Goal of the exercise
Every record needs to be restated word for word.
*** Begin section ***
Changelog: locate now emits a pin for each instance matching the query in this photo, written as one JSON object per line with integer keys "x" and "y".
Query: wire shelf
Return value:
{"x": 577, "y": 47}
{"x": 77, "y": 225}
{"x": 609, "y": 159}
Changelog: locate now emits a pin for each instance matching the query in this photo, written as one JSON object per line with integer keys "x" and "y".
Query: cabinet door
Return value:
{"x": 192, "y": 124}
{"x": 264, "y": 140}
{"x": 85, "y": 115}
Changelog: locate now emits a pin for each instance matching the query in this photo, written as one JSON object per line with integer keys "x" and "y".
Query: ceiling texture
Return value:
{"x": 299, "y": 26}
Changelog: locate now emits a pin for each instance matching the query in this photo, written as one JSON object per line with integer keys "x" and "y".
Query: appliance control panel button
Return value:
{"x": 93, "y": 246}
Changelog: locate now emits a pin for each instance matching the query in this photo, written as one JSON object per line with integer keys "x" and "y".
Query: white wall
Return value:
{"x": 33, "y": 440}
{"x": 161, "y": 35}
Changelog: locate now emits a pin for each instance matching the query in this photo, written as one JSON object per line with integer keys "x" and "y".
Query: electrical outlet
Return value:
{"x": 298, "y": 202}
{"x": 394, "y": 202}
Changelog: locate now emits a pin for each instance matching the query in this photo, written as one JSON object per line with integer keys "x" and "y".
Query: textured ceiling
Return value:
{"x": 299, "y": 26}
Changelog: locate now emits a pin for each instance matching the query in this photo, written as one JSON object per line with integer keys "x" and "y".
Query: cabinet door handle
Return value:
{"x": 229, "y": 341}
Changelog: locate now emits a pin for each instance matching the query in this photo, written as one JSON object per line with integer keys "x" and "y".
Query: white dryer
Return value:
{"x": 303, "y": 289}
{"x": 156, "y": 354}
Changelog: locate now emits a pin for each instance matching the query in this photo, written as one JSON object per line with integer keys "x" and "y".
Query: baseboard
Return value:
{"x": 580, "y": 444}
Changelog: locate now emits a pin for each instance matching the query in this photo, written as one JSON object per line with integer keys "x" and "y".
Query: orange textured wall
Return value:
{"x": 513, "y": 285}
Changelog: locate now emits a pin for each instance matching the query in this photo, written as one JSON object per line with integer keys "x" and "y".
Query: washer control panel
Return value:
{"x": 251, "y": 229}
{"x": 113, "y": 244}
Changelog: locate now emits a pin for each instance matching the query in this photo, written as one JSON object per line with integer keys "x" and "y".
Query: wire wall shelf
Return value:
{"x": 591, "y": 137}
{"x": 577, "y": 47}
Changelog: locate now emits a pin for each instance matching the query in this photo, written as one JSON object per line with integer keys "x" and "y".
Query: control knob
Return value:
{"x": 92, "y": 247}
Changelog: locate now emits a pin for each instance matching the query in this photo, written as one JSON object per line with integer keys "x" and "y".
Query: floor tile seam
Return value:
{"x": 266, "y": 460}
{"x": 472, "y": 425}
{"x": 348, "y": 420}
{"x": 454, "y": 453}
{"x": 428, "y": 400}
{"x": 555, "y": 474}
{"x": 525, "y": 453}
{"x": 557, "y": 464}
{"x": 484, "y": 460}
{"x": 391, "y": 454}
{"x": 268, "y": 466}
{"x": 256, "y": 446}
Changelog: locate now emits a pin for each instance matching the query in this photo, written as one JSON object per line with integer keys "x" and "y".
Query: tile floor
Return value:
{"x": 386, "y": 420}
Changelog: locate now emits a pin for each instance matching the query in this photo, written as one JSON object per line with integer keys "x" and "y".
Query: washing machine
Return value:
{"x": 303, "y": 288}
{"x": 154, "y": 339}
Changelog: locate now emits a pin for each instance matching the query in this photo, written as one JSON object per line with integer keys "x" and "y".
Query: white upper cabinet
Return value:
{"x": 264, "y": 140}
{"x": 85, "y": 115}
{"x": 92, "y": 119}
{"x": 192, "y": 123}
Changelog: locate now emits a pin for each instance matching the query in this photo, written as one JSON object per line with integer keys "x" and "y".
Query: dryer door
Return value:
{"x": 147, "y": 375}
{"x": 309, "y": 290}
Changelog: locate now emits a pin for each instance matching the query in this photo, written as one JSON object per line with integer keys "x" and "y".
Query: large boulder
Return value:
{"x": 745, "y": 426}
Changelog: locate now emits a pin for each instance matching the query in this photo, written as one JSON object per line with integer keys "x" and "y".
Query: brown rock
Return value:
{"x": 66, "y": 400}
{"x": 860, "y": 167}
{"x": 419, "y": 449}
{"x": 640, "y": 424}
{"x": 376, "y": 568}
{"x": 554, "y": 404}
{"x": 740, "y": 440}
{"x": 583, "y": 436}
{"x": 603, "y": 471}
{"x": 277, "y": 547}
*** End section ***
Exercise output
Changelog: locate now emits a pin for each instance matching the query in this photo, written as one JSON object per line with integer keys "x" and "y".
Query: wire shelf
Return value:
{"x": 577, "y": 47}
{"x": 77, "y": 225}
{"x": 609, "y": 159}
Changelog: locate now emits a pin for each instance matching the query in this photo, written as one JSON object per line with integer keys "x" and "y".
Query: cabinet door
Return value:
{"x": 192, "y": 124}
{"x": 264, "y": 140}
{"x": 85, "y": 115}
Changelog: locate now emits a pin for each instance matching the query in this photo, written as one JSON object per line with integer keys "x" and "y".
Query: ceiling texture
Return value:
{"x": 299, "y": 26}
Changelog: locate now emits a pin for each instance matching the query in this photo, written as one JSON object per line with integer keys "x" and "y".
Query: appliance control panel button
Return value:
{"x": 93, "y": 246}
Changelog: locate now emits a pin for each instance matching the query in this photo, written as one JSON object per line with integer keys "x" and "y".
Query: white wall
Return value:
{"x": 33, "y": 440}
{"x": 161, "y": 35}
Changelog: locate now emits a pin for each instance matching the query in this photo, written as one JSON object per line with integer keys "x" and "y".
Query: electrical outlet
Return value:
{"x": 298, "y": 202}
{"x": 394, "y": 202}
Changelog: locate now emits a pin for each instance matching the query in this photo, written as one JSON object per line with integer keys "x" and "y".
Query: textured ceiling
Return value:
{"x": 299, "y": 26}
Changelog: locate now emits a pin for each instance matching the query in this photo, written as one JSON object per line with integer keys "x" and "y".
Query: cabinet door handle
Return value:
{"x": 229, "y": 341}
Changelog: locate now emits a pin for each instance matching the query in this photo, written as one JSON object per line with integer keys "x" and "y".
Query: white dryer
Return value:
{"x": 303, "y": 289}
{"x": 156, "y": 354}
Changelog: locate now emits a pin for each instance matching the query in this photo, written as one JSON object per line with integer keys "x" and "y".
Query: baseboard
Return value:
{"x": 580, "y": 444}
Changelog: locate now emits a pin for each instance matching the query in this photo, written as one JSON object per line with integer keys "x" and "y".
Query: orange textured wall
Return value:
{"x": 513, "y": 285}
Changelog: locate now emits a pin for each instance matching the query in this photo, written as one JSON object per line with integer keys "x" and "y".
Query: washer control panel
Return value:
{"x": 251, "y": 229}
{"x": 113, "y": 244}
Changelog: locate now emits a pin for each instance matching the query in this photo, written as one JSON object per line with integer keys "x" and "y".
Query: wire wall shelf
Return value:
{"x": 591, "y": 137}
{"x": 577, "y": 47}
Changelog: locate now emits a pin for each instance matching the query in this photo, written as one JSON object per line with integer keys "x" and "y".
Query: control knob
Return value:
{"x": 92, "y": 247}
Changelog: locate now emits a pin for each instance matching the query in this photo, written as one JSON object per line with integer keys "x" and "y".
Query: floor tile seam
Return value:
{"x": 266, "y": 460}
{"x": 472, "y": 425}
{"x": 348, "y": 420}
{"x": 454, "y": 453}
{"x": 428, "y": 400}
{"x": 555, "y": 474}
{"x": 525, "y": 453}
{"x": 557, "y": 464}
{"x": 484, "y": 460}
{"x": 391, "y": 454}
{"x": 268, "y": 466}
{"x": 256, "y": 446}
Changelog: locate now emits a pin for each instance matching the query in this photo, written as one JSON object per line with integer keys "x" and "y".
Query: tile floor
Return value:
{"x": 386, "y": 420}
Changelog: locate now emits a pin for each instance matching the query in this photo, written as one JSON object per line with integer keys "x" and "y".
Query: washing machine
Return value:
{"x": 303, "y": 288}
{"x": 154, "y": 339}
Changelog: locate now emits a pin for each instance matching the query in this photo, written as one JSON object per line with integer keys "x" and "y".
Query: white upper cabinet
Return value:
{"x": 264, "y": 140}
{"x": 85, "y": 115}
{"x": 92, "y": 119}
{"x": 192, "y": 123}
Changelog: locate now emits a pin for each instance matching the query in this photo, written as one JSON object per line with integer keys "x" and "y".
Query: dryer door
Return value:
{"x": 147, "y": 375}
{"x": 309, "y": 290}
Changelog: locate now emits a pin for each instance matching the query in this photo, written as one JSON object per line with integer keys "x" and "y".
Query: large boulder
Return value:
{"x": 745, "y": 426}
Changelog: locate now emits a pin for each instance matching the query in this photo, written as one JSON object per line with integer keys "x" and "y".
Query: brown rock
Return value:
{"x": 66, "y": 400}
{"x": 860, "y": 167}
{"x": 419, "y": 449}
{"x": 640, "y": 424}
{"x": 376, "y": 568}
{"x": 554, "y": 404}
{"x": 740, "y": 440}
{"x": 583, "y": 436}
{"x": 603, "y": 471}
{"x": 277, "y": 547}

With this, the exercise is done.